▶ _EXTRACTED MATERIAL_:
::::::::

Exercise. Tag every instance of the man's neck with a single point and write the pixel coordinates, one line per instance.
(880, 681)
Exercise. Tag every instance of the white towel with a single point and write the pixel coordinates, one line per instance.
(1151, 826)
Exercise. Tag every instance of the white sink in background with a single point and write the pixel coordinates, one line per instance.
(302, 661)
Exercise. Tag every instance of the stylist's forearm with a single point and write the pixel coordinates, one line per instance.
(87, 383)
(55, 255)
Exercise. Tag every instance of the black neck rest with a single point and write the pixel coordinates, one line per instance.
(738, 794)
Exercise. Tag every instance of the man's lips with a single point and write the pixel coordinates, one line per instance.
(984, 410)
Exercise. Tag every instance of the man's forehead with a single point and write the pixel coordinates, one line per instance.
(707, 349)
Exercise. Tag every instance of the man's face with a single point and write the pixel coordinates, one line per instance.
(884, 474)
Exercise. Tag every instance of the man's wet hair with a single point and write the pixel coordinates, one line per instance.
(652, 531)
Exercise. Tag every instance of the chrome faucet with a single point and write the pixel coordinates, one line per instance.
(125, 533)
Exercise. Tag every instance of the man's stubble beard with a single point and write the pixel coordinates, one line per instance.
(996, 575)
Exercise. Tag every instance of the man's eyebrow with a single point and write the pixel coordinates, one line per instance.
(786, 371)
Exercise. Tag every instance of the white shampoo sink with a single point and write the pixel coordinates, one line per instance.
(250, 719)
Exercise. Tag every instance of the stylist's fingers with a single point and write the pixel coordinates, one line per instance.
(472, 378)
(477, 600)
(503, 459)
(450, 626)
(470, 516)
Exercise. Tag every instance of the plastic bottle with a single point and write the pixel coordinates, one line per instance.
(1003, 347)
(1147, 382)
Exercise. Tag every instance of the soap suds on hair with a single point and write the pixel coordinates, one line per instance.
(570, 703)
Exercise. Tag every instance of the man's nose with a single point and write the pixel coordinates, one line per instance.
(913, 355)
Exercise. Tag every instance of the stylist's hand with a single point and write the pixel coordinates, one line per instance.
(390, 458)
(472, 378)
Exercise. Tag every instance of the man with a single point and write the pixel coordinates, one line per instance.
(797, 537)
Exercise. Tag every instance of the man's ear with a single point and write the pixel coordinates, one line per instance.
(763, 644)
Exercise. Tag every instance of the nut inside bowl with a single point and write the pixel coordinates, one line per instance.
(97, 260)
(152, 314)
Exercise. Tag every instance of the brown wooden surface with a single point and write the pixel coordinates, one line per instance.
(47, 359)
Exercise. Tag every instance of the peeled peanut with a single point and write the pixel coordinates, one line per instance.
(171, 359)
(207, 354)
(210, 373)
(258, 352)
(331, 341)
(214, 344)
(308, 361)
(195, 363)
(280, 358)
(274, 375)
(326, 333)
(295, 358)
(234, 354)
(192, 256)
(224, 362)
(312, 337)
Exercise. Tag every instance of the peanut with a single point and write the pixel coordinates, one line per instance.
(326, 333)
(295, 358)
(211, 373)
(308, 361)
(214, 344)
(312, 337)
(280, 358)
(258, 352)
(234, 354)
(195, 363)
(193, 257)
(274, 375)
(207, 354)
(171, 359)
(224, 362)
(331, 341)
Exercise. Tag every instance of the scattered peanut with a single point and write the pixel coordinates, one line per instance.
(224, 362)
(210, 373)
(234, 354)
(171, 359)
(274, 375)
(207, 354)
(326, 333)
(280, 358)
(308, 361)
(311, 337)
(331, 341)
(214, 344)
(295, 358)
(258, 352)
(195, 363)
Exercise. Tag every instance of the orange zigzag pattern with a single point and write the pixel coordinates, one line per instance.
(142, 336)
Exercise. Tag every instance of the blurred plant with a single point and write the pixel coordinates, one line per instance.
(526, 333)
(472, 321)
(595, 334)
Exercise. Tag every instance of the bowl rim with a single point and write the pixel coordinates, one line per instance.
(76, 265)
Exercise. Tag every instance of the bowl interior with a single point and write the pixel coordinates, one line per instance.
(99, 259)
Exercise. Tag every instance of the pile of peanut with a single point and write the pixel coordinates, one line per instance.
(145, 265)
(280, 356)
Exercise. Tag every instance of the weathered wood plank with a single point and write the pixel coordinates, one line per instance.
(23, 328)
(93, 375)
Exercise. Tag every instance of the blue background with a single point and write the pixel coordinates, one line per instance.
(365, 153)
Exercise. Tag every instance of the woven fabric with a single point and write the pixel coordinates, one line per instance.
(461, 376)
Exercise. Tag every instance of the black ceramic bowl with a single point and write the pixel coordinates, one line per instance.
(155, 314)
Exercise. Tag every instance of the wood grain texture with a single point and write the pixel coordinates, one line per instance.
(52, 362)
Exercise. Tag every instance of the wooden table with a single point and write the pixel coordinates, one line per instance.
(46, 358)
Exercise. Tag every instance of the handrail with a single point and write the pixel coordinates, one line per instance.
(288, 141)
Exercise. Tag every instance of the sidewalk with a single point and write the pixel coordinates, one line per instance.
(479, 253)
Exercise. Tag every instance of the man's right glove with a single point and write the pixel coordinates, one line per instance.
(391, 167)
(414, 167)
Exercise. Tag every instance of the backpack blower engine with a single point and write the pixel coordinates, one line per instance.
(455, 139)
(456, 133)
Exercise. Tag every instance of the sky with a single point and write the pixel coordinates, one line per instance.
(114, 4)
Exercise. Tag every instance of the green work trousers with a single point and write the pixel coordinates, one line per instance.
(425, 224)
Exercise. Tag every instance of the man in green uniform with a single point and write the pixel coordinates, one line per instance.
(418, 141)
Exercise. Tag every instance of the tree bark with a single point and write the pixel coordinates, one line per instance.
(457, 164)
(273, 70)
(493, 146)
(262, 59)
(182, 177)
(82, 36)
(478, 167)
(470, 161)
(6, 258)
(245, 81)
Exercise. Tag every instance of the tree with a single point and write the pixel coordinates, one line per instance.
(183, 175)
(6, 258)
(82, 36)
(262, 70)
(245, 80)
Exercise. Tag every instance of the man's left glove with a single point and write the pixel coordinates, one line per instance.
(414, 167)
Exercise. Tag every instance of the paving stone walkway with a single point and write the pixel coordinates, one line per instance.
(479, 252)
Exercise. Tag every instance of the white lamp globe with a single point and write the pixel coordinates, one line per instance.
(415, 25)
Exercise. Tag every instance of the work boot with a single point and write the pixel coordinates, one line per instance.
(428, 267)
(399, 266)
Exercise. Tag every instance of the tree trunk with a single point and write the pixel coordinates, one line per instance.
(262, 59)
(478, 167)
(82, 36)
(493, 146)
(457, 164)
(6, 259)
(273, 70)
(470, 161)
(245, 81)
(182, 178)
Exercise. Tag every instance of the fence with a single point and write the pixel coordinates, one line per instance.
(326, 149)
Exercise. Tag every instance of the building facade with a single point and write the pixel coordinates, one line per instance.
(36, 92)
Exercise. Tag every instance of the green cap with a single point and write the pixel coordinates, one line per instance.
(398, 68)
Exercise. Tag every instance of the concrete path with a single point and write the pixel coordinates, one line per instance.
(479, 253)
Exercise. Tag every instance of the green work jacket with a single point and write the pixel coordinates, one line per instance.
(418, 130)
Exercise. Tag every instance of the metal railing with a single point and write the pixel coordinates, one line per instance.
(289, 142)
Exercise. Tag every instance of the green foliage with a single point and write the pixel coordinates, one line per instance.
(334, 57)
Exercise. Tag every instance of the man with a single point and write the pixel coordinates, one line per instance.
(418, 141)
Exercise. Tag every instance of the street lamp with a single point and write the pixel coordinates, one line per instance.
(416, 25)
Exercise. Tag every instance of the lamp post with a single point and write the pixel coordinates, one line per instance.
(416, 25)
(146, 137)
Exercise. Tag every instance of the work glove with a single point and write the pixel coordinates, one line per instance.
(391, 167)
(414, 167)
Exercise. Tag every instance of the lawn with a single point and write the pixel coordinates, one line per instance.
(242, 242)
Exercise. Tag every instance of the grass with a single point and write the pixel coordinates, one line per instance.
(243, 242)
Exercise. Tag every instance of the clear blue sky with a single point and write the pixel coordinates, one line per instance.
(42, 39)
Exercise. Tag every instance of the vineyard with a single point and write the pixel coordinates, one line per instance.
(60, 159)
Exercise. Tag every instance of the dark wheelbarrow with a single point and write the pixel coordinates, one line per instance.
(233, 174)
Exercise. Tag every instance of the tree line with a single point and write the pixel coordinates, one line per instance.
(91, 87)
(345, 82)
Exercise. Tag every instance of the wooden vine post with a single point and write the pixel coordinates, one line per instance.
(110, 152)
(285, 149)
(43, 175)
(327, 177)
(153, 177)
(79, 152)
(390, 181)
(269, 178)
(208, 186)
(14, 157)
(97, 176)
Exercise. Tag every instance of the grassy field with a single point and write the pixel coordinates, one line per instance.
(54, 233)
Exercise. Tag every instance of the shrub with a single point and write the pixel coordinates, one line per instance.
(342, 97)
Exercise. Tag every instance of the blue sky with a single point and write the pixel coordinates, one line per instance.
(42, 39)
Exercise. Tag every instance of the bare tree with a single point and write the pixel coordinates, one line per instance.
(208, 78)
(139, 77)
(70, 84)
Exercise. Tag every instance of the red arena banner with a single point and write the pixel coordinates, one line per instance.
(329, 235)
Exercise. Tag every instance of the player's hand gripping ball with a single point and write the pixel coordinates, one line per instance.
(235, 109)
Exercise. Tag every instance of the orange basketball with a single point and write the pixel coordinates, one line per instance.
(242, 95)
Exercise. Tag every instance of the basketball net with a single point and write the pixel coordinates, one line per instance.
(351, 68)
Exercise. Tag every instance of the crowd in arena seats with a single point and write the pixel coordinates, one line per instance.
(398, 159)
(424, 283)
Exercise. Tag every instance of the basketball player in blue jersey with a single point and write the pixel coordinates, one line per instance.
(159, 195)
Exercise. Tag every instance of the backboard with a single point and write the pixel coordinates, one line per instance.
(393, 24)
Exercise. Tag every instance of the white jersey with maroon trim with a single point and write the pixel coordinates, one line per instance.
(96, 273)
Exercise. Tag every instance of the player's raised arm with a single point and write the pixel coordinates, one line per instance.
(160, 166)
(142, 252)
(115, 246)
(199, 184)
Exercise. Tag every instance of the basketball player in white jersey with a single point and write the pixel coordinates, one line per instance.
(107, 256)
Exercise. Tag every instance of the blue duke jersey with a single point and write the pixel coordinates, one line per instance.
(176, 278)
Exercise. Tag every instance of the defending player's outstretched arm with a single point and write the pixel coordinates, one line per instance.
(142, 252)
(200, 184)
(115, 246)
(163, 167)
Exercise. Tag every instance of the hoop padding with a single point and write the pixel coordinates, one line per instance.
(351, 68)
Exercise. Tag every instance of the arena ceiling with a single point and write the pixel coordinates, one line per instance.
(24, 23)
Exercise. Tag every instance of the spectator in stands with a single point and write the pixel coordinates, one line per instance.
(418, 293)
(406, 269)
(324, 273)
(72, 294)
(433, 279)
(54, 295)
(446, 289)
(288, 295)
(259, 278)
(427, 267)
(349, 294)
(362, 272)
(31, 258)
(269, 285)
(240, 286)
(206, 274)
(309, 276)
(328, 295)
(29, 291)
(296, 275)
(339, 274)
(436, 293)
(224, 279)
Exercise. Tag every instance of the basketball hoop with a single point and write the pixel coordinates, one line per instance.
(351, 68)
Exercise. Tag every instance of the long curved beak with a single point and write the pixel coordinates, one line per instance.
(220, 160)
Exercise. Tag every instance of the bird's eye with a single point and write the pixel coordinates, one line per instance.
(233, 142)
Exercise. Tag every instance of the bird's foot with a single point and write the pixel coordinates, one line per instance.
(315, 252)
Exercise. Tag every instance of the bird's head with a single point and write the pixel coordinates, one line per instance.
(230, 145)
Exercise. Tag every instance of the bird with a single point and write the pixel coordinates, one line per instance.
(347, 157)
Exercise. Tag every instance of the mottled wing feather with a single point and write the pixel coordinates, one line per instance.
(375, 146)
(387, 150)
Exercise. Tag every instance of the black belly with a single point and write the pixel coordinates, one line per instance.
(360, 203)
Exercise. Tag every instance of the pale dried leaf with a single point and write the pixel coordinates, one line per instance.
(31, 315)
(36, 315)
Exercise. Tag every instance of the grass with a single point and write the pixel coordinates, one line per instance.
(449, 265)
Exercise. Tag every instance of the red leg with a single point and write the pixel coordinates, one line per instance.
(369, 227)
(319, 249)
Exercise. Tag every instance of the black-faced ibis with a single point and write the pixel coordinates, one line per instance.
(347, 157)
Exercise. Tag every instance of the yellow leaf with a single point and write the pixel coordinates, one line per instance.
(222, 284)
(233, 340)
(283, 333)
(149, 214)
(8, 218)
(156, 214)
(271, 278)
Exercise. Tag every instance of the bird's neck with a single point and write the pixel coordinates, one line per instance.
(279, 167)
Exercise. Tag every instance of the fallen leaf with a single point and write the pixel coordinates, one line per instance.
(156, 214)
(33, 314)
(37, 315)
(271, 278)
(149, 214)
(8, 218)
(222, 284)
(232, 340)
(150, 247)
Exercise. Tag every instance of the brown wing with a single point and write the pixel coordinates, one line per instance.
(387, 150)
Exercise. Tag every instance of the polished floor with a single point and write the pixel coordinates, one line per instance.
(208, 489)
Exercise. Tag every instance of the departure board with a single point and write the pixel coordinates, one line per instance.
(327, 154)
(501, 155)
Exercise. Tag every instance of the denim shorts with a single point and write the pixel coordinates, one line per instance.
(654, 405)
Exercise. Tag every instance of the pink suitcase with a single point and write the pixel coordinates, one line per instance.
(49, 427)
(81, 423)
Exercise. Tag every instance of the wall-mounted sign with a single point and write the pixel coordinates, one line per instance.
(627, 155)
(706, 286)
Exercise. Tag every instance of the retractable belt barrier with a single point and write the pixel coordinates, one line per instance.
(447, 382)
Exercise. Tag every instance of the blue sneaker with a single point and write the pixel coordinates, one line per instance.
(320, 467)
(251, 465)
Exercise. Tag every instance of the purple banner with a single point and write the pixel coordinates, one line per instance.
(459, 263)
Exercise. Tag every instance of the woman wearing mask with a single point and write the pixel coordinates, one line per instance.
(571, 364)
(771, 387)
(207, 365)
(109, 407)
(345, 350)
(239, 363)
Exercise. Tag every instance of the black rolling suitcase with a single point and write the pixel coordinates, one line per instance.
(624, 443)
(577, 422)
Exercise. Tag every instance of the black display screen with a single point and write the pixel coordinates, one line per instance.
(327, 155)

::::::::

▶ _REQUIRED WORK_: Using the material above, reproduce exactly the line that contains "Exercise. Tag every instance of the wall-mounted" and all lines after it through the last one, and only those.

▶ _FINAL RESULT_:
Exercise. Tag every instance of the wall-mounted sign with a single point and write the pixel coordinates, one line per instance.
(627, 155)
(706, 286)
Exercise. Tag every instance of the retractable belt barrier with a single point and write the pixel coordinates, one line per instance.
(447, 382)
Exercise. Tag every instance of the blue sneaker with a single point and write the pixel coordinates, one line per instance.
(320, 467)
(251, 465)
Exercise. Tag every instance of the purple banner with a single point and write the pixel coordinates, one line per instance.
(459, 263)
Exercise. Tag every instance of the woman wearing mask with a single point and write the pixel coordinates, one line per instance.
(571, 364)
(771, 387)
(207, 365)
(109, 407)
(345, 350)
(239, 363)
Exercise. Tag every instance of the black rolling suitcase with a single point and write the pixel coordinates, one line per instance.
(624, 443)
(577, 422)
Exercise. Tag every instance of the black display screen with a single point and write the pixel coordinates, one line per instance.
(327, 155)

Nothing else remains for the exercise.